• **Passage given**
I'd like a card that's at least relevant for 3 years. I'm paying more for the cards every year -now that we're scaling the price charts with the bit miners. It doesn't make good spending sense if a $600 or $700 card can't fly for 2 years.
I'd love to see a mod kit that upgrades the gpu ram and chokes or even replaces gpu chip on the card. Everything's glued or stapled irreplaceable. Seems like a waste looking in my closet at my 7950, 780, 970, 390x.
I was hoping to get a Vega back in May when I blew up the 390x but I settled for a 580 nitro+. I paid $259 (which was good deal for an 8gb card). Immediately, I mean the next day, the 580 8gb cards disappeared. Any retailer that had them were asking $400+. They dropped about $150 in price last month!
My cousins got a 1080 and gsync 27" paid $850 says he got a deal. Wow. And I just scrounge every penny in the house for a Vega 64 for $500.. . and they say I got lucky to get it at retail price.

• **Recorded information**
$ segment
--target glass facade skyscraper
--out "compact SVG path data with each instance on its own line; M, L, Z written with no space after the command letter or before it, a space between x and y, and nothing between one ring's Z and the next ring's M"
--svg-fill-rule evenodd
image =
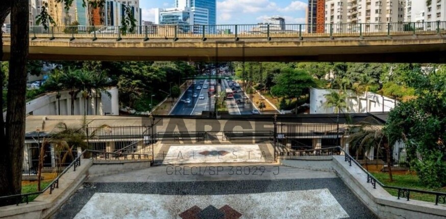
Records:
M175 0L175 7L190 8L194 11L194 23L215 25L217 3L216 0ZM203 9L207 10L208 17Z

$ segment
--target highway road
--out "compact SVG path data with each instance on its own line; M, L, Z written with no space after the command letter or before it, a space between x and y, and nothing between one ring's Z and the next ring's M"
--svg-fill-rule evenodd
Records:
M226 80L221 80L221 82L223 90L225 90L227 88L230 88ZM245 103L245 102L249 101L249 100L243 100L243 96L244 96L244 94L243 92L234 93L234 98L226 100L226 105L229 114L231 115L250 115L252 113L253 105L252 103L251 102ZM236 101L237 100L241 101L242 103L236 104Z

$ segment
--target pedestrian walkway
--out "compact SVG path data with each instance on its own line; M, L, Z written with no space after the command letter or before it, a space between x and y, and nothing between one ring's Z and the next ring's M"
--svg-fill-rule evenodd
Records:
M377 218L332 172L263 163L209 165L88 179L54 217Z

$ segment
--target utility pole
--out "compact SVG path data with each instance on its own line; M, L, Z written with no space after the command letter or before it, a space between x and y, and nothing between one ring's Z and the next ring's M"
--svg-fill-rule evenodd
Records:
M273 142L274 143L274 160L276 161L276 147L277 146L277 113L274 113L274 120L272 121L274 124L274 137Z

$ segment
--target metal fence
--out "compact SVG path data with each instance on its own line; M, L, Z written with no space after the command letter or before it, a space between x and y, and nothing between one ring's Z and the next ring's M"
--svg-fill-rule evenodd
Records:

• **Written instruction**
Repeat the passage of the graphics card post above between "I'd love to" and "at retail price.", inclusive, word for word.

• **Result of this task**
I'd love to see a mod kit that upgrades the gpu ram and chokes or even replaces gpu chip on the card. Everything's glued or stapled irreplaceable. Seems like a waste looking in my closet at my 7950, 780, 970, 390x.
I was hoping to get a Vega back in May when I blew up the 390x but I settled for a 580 nitro+. I paid $259 (which was good deal for an 8gb card). Immediately, I mean the next day, the 580 8gb cards disappeared. Any retailer that had them were asking $400+. They dropped about $150 in price last month!
My cousins got a 1080 and gsync 27" paid $850 says he got a deal. Wow. And I just scrounge every penny in the house for a Vega 64 for $500.. . and they say I got lucky to get it at retail price.